[Start of Source]
The Guarantor is required to execute this Agreement pursuant to Section 5.09 of the Credit Agreement.
NOW THEREFORE, in consideration of the premises and other good and valuable consideration, the receipt and sufficiency of which are hereby acknowledged, the Guarantor hereby agrees as follows:
1.    The Guarantor hereby assumes all the obligations of a “Guarantor” under the Guaranty Agreement and agrees that it is a “Guarantor” and bound as a “Guarantor” under the terms of the Guaranty Agreement as if it had been an original signatory thereto. In accordance with the forgoing and for valuable consideration, the receipt and adequacy of which are hereby acknowledged, Guarantor irrevocably and unconditionally guarantees to the Administrative Agent and the other Credit Parties the full and prompt payment and performance of the Guaranteed Indebtedness (as defined in the Guaranty Agreement) upon the terms and conditions set forth in the Guaranty Agreement.
[End of Source]
[Start of Dataset records]
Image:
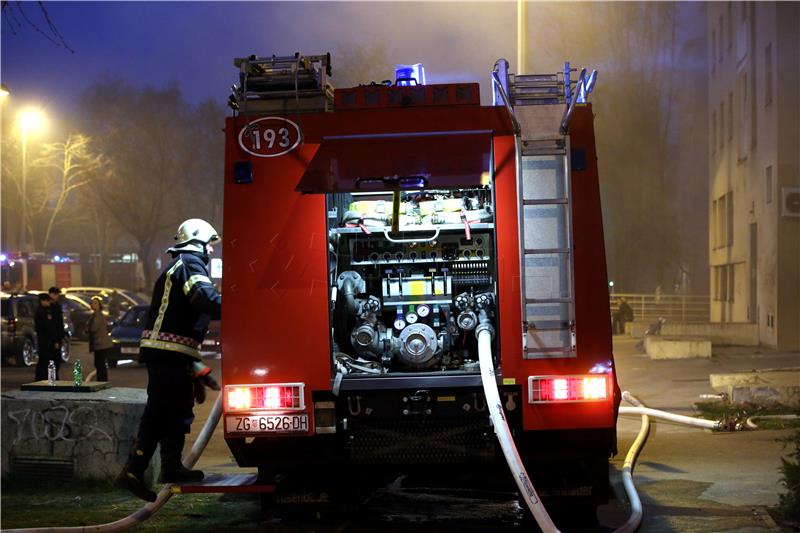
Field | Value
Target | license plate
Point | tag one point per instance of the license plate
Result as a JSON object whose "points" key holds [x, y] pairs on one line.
{"points": [[266, 423]]}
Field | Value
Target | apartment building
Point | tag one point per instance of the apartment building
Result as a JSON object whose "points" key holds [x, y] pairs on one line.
{"points": [[754, 167]]}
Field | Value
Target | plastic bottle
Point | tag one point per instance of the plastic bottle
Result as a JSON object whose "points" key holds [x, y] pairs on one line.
{"points": [[51, 373], [76, 373]]}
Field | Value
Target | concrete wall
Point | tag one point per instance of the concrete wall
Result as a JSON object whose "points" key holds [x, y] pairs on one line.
{"points": [[668, 348], [92, 432], [761, 135], [717, 333]]}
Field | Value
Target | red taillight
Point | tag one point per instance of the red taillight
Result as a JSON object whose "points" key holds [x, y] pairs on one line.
{"points": [[272, 397], [546, 389]]}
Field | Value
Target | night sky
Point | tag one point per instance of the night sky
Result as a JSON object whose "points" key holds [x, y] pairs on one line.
{"points": [[194, 43]]}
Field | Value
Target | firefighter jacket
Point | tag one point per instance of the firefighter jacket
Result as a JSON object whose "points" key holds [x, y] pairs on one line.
{"points": [[184, 301]]}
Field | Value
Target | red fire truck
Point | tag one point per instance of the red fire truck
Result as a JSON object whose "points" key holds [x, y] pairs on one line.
{"points": [[369, 232]]}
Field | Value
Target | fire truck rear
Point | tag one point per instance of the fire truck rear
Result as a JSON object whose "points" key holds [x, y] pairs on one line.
{"points": [[371, 233]]}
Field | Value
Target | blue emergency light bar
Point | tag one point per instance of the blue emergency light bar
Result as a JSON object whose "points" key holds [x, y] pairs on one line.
{"points": [[406, 74]]}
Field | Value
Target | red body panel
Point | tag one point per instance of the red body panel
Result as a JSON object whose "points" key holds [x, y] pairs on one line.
{"points": [[275, 316]]}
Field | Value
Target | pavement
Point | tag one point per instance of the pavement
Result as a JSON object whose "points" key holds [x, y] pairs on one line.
{"points": [[690, 480]]}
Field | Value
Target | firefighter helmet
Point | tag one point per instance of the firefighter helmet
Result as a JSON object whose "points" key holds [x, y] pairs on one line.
{"points": [[193, 235]]}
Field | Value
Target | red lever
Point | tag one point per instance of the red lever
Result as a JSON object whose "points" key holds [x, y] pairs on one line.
{"points": [[466, 225]]}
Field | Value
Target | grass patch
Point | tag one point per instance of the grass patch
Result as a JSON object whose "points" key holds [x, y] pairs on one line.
{"points": [[741, 412], [77, 504]]}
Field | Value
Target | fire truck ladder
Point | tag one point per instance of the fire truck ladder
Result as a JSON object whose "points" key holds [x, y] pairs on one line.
{"points": [[286, 84], [545, 204]]}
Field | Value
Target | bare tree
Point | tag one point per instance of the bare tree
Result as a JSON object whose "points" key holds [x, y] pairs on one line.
{"points": [[149, 136], [16, 16], [74, 164], [640, 96]]}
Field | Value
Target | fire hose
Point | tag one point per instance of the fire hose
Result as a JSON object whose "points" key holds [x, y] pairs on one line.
{"points": [[484, 333], [165, 494]]}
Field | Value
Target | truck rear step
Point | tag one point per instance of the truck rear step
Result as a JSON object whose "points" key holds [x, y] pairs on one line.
{"points": [[224, 483]]}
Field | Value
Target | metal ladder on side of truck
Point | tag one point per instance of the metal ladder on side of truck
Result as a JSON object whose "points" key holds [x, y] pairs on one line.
{"points": [[536, 103]]}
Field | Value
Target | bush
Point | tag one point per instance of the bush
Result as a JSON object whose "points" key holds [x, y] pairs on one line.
{"points": [[789, 506]]}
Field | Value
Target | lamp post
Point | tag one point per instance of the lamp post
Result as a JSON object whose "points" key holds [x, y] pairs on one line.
{"points": [[30, 120]]}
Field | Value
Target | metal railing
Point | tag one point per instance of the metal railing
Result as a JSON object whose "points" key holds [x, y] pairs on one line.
{"points": [[673, 307]]}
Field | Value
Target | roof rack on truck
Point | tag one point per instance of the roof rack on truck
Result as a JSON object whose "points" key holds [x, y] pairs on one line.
{"points": [[289, 84]]}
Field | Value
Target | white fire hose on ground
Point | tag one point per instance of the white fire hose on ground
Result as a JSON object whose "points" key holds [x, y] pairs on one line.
{"points": [[149, 509], [484, 333]]}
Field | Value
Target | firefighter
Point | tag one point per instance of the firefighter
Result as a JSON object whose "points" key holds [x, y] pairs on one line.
{"points": [[184, 301]]}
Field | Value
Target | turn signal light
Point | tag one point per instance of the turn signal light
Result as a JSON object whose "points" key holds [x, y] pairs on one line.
{"points": [[278, 396], [547, 389]]}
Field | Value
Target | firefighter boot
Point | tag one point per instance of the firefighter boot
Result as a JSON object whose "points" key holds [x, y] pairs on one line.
{"points": [[132, 476], [172, 469]]}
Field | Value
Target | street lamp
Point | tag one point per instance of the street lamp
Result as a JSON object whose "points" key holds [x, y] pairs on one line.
{"points": [[31, 120]]}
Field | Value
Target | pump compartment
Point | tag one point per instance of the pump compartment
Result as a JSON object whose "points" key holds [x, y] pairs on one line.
{"points": [[358, 263]]}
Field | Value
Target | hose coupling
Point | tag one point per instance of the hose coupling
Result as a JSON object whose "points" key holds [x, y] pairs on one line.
{"points": [[485, 326]]}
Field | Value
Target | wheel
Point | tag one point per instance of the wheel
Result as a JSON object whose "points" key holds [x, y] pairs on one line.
{"points": [[65, 350], [28, 356]]}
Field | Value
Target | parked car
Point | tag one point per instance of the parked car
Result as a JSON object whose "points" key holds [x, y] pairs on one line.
{"points": [[127, 334], [115, 301], [19, 342], [79, 310]]}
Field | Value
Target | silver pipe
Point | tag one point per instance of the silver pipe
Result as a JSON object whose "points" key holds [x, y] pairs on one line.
{"points": [[565, 120], [504, 96]]}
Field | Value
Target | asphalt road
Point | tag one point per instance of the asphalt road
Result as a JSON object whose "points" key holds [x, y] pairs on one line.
{"points": [[690, 480]]}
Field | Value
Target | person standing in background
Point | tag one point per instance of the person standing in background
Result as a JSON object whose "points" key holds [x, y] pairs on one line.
{"points": [[99, 340], [49, 334]]}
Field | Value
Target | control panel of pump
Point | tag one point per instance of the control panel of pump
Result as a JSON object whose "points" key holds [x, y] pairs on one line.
{"points": [[407, 297]]}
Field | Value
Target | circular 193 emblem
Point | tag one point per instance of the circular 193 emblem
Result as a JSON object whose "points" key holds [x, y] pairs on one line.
{"points": [[269, 137]]}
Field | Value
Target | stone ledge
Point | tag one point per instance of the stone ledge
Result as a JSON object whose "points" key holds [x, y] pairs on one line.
{"points": [[727, 333], [760, 387], [88, 434], [658, 347]]}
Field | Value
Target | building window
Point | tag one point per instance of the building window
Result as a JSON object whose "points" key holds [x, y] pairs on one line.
{"points": [[729, 219], [720, 224], [743, 126], [714, 132], [731, 269], [768, 75], [730, 26], [768, 184], [723, 283], [713, 50], [714, 229], [730, 116]]}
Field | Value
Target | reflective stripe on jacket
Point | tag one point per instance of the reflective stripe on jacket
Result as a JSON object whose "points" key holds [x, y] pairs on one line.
{"points": [[184, 301]]}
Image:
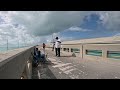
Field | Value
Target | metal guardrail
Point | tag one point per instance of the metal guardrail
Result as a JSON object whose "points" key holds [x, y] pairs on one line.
{"points": [[17, 66]]}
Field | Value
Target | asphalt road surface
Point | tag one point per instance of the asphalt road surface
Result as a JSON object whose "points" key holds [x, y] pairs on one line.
{"points": [[69, 67]]}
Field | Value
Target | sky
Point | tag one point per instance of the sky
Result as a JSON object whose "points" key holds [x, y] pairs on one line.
{"points": [[35, 27]]}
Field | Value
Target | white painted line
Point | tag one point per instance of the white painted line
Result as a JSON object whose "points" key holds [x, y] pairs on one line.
{"points": [[61, 65], [66, 68], [38, 74], [52, 59], [69, 71]]}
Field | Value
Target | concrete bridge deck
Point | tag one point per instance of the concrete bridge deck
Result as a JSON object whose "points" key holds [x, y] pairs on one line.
{"points": [[69, 67]]}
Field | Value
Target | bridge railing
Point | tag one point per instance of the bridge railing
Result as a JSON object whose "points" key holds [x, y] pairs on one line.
{"points": [[94, 51], [16, 64]]}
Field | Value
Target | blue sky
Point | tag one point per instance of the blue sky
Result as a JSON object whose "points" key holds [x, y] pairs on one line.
{"points": [[92, 23], [33, 27]]}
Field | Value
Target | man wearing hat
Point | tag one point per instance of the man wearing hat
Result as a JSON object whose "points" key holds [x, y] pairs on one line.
{"points": [[57, 46]]}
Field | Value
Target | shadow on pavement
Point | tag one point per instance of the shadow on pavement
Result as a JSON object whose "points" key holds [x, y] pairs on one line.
{"points": [[45, 72]]}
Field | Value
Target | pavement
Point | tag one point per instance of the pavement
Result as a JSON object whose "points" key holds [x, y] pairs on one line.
{"points": [[69, 67]]}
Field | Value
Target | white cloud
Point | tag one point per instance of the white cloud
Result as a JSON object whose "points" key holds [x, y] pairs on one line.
{"points": [[32, 25], [110, 20], [78, 29]]}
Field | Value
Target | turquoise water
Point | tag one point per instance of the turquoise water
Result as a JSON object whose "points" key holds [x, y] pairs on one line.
{"points": [[2, 49], [94, 52], [76, 50], [114, 54]]}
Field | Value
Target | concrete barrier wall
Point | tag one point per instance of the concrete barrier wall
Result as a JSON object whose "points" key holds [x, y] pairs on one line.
{"points": [[17, 65]]}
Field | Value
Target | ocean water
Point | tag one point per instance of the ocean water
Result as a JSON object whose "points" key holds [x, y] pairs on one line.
{"points": [[2, 49], [94, 52], [114, 54]]}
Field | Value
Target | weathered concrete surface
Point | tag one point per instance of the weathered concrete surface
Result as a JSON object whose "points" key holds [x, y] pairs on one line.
{"points": [[13, 63], [68, 67]]}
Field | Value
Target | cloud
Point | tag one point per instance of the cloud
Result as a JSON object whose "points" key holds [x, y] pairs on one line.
{"points": [[33, 27], [78, 29], [47, 22], [110, 20]]}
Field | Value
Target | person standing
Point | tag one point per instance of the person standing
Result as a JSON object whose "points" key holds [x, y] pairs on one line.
{"points": [[53, 46], [44, 48], [57, 46]]}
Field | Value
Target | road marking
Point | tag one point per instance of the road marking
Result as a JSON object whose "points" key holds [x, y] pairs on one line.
{"points": [[38, 74], [69, 71], [51, 59], [64, 69], [61, 65]]}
[End of Dataset records]
Exercise description:
Translate this sentence from the contract excerpt into Spanish: "The Guarantor is required to execute this Agreement pursuant to Section 5.09 of the Credit Agreement." The data plays no part in this work.

Answer to the task:
El Garante está obligado a suscribir este Contrato de conformidad con la Sección 5.09 del Contrato de Crédito.